• TEXT:

_ _ _ _ _

From its beginning three years ago, TRI has been committed to a two-track development approach to automated driving. Its on-going Chauffeur development focuses on full autonomy, where the human is essentially removed from the driving equation, either completely in all environments, or within a restricted operational design domain (ODD). Toyota Guardian, on the other hand, is being developed to amplify human control of the vehicle, not replace it. With Toyota Guardian, the driver is meant to be in control of the car at all times, except in those cases where it anticipates or identifies a pending incident and employs a corrective response in coordination with driver input.

_ _ _ _ _

• GOAL OF THE EXERCISE: Reproduce the passage on TRI's approach to automated driving, starting at "From its beginning" and ending at "with driver input.", renaming each "driver" as "operator".

• DATASET EXCERPT:
_ _ _ _ _

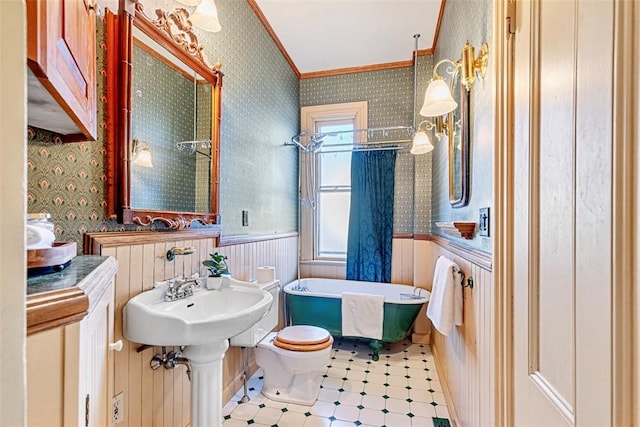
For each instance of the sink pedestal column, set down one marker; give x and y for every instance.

_ _ _ _ _

• TASK RESULT:
From its beginning three years ago, TRI has been committed to a two-track development approach to automated driving. Its on-going Chauffeur development focuses on full autonomy, where the human is essentially removed from the driving equation, either completely in all environments, or within a restricted operational design domain (ODD). Toyota Guardian, on the other hand, is being developed to amplify human control of the vehicle, not replace it. With Toyota Guardian, the operator is meant to be in control of the car at all times, except in those cases where it anticipates or identifies a pending incident and employs a corrective response in coordination with operator input.